Stored data entries:
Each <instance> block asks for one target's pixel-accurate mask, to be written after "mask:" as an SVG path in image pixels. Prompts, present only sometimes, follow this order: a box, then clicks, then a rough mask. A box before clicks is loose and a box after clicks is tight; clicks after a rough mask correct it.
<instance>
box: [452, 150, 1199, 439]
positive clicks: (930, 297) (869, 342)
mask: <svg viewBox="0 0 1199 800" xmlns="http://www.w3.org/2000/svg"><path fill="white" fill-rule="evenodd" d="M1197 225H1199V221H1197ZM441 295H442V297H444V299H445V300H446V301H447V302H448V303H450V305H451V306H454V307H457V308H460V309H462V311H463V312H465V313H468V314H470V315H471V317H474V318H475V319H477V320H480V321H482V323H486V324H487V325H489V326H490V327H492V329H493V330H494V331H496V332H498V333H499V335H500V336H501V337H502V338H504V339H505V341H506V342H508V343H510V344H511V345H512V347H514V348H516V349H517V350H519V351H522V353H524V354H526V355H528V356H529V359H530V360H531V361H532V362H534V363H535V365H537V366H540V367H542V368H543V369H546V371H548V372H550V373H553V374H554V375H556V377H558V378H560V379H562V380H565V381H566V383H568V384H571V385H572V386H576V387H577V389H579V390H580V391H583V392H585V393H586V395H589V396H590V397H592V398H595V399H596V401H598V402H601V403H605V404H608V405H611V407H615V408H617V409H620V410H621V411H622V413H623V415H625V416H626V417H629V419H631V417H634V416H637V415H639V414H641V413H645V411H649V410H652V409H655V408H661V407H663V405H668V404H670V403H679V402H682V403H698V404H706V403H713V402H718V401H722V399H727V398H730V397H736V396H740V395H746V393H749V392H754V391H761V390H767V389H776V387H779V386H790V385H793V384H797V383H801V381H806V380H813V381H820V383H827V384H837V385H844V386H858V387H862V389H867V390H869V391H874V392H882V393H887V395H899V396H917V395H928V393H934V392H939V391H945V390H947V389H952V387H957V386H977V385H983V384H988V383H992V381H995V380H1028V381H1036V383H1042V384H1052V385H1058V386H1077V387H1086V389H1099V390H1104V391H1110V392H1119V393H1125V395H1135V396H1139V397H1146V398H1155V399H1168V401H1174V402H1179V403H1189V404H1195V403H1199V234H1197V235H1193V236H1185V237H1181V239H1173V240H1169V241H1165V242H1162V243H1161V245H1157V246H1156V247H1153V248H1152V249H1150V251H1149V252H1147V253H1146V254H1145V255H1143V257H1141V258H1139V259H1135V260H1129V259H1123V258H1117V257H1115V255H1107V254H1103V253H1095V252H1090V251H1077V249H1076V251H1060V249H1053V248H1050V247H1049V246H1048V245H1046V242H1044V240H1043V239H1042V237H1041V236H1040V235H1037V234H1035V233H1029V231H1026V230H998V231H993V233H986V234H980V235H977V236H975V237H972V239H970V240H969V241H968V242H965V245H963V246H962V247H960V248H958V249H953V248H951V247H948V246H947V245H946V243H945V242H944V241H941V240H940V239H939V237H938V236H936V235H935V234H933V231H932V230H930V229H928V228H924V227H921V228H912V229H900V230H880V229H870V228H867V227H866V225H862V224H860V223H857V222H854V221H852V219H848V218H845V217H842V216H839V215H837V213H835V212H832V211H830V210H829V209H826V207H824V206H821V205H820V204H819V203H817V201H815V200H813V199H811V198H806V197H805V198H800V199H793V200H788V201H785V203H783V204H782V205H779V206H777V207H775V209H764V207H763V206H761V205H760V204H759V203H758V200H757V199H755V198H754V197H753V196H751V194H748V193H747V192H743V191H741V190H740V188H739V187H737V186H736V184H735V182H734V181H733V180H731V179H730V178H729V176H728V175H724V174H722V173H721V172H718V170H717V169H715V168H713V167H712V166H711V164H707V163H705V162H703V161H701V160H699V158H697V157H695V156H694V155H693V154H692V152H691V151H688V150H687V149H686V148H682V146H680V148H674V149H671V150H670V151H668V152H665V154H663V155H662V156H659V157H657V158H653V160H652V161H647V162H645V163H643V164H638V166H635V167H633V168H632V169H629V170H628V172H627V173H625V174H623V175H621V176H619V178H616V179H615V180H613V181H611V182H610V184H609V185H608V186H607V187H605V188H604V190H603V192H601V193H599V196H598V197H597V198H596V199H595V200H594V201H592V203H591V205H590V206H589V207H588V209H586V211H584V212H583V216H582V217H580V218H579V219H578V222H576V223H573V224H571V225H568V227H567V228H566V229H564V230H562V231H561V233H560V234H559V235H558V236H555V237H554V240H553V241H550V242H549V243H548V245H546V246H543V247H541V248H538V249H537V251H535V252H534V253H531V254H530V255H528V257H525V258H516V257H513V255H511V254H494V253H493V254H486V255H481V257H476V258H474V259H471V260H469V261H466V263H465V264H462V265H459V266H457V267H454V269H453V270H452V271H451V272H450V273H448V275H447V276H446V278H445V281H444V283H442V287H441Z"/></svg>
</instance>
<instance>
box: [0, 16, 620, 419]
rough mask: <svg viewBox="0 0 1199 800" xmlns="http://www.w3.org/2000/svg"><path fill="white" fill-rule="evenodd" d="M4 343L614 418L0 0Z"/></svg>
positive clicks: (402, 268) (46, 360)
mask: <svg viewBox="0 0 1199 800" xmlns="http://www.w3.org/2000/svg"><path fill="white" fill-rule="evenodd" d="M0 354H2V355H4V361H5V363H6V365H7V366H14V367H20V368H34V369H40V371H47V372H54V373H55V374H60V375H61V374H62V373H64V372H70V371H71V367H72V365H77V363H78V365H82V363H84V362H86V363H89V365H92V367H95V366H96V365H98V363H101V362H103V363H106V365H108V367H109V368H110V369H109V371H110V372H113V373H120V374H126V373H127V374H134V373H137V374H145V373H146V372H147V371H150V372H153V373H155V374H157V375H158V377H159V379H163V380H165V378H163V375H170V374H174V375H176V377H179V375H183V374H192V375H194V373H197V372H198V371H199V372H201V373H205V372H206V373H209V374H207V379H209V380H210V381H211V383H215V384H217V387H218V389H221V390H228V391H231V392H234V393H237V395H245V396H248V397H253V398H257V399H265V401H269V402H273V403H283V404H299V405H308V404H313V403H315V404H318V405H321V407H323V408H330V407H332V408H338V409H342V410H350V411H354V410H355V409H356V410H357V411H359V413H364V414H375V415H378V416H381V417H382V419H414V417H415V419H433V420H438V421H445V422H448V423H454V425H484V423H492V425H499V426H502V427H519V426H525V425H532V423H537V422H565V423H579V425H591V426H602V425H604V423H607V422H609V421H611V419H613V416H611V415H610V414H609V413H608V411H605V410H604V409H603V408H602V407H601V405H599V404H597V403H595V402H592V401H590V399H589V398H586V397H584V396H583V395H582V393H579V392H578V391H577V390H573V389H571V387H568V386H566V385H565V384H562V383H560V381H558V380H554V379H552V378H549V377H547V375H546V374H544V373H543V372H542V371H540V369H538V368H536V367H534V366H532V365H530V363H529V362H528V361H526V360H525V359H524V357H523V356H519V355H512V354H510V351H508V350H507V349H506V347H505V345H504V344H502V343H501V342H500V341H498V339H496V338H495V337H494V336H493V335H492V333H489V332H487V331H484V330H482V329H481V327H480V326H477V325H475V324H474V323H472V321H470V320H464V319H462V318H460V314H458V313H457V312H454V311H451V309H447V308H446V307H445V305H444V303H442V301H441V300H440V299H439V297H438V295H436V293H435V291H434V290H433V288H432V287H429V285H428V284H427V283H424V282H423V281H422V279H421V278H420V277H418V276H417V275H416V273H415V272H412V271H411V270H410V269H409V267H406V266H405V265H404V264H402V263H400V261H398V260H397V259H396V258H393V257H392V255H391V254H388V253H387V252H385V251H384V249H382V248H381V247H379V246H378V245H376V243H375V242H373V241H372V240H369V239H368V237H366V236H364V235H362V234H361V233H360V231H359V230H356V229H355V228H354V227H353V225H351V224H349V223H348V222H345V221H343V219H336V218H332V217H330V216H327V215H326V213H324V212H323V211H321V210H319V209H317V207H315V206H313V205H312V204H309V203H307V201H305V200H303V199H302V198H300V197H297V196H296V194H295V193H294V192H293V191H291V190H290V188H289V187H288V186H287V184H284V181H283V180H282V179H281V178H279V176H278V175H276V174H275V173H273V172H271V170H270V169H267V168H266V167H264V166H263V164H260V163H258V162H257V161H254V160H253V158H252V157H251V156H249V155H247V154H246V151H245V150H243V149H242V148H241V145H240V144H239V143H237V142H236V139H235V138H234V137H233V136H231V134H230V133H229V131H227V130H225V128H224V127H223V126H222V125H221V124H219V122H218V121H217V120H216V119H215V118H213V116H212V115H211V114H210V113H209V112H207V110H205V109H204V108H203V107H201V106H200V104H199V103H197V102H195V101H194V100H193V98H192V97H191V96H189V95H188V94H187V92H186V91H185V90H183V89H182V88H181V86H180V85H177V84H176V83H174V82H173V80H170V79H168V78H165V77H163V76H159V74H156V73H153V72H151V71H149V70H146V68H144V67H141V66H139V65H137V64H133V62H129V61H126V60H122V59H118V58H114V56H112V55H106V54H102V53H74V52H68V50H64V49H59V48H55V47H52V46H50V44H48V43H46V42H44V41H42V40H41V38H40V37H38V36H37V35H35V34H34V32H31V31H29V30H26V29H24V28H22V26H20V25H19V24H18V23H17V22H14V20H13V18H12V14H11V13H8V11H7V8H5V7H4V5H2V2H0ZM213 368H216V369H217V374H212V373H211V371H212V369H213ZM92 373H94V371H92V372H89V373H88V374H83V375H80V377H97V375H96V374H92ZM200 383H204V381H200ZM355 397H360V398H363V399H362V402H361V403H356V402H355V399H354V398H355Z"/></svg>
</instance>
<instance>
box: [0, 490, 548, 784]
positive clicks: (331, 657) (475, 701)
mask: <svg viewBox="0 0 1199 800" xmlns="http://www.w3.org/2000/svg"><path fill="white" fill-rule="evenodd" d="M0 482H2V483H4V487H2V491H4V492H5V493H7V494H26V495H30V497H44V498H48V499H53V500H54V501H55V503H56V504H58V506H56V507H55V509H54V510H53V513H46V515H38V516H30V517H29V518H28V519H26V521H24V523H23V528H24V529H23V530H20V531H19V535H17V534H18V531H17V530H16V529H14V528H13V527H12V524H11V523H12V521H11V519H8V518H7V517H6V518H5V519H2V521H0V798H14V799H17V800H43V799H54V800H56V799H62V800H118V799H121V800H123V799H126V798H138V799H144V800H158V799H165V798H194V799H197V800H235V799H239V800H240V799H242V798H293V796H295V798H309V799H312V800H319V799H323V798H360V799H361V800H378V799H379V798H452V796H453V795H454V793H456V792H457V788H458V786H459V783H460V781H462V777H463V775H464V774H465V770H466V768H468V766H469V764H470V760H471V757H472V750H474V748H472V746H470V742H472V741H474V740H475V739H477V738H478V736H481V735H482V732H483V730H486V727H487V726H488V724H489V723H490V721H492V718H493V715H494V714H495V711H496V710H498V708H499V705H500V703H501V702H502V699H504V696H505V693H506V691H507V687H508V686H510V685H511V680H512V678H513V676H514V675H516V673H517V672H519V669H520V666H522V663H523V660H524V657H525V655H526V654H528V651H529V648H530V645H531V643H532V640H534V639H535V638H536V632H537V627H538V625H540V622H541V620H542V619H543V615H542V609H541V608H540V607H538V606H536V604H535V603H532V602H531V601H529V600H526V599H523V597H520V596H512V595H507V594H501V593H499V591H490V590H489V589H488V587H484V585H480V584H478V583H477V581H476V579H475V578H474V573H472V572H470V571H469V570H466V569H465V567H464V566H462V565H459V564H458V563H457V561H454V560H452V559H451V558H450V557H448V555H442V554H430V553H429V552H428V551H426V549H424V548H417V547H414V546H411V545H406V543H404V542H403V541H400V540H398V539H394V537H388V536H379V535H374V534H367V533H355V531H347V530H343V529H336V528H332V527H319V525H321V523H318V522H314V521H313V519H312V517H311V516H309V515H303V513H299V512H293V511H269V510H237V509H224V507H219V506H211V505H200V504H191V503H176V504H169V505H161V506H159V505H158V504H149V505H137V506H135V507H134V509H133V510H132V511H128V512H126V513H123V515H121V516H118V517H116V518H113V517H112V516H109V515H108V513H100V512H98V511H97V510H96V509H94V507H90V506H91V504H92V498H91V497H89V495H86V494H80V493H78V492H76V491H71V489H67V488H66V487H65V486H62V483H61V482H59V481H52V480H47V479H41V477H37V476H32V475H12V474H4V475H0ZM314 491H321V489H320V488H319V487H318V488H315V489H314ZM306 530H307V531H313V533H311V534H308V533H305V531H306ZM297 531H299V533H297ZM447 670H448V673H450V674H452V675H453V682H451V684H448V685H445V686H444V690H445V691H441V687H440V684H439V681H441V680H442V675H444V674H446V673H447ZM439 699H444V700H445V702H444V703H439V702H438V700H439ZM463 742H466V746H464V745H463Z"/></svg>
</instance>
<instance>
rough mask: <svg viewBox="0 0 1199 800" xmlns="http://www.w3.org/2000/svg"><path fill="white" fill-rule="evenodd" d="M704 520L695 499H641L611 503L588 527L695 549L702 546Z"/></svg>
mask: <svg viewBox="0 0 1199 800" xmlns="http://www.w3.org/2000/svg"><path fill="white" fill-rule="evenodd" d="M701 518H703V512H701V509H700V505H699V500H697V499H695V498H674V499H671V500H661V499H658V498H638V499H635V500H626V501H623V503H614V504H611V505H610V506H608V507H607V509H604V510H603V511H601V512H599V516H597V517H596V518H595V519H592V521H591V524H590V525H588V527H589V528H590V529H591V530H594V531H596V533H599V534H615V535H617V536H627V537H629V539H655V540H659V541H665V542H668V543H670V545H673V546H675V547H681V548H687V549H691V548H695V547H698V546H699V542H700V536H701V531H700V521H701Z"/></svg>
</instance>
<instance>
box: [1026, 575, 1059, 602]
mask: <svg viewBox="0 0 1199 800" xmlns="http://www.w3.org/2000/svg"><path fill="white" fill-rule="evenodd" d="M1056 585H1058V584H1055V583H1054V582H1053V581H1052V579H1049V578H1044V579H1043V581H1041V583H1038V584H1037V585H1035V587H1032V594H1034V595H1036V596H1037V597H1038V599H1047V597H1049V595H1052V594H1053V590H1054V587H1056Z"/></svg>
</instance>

● **Try it**: Among the records above, how many lines contain the word "rough"? Answer with the number by itself.

● **Answer to the exercise**: 3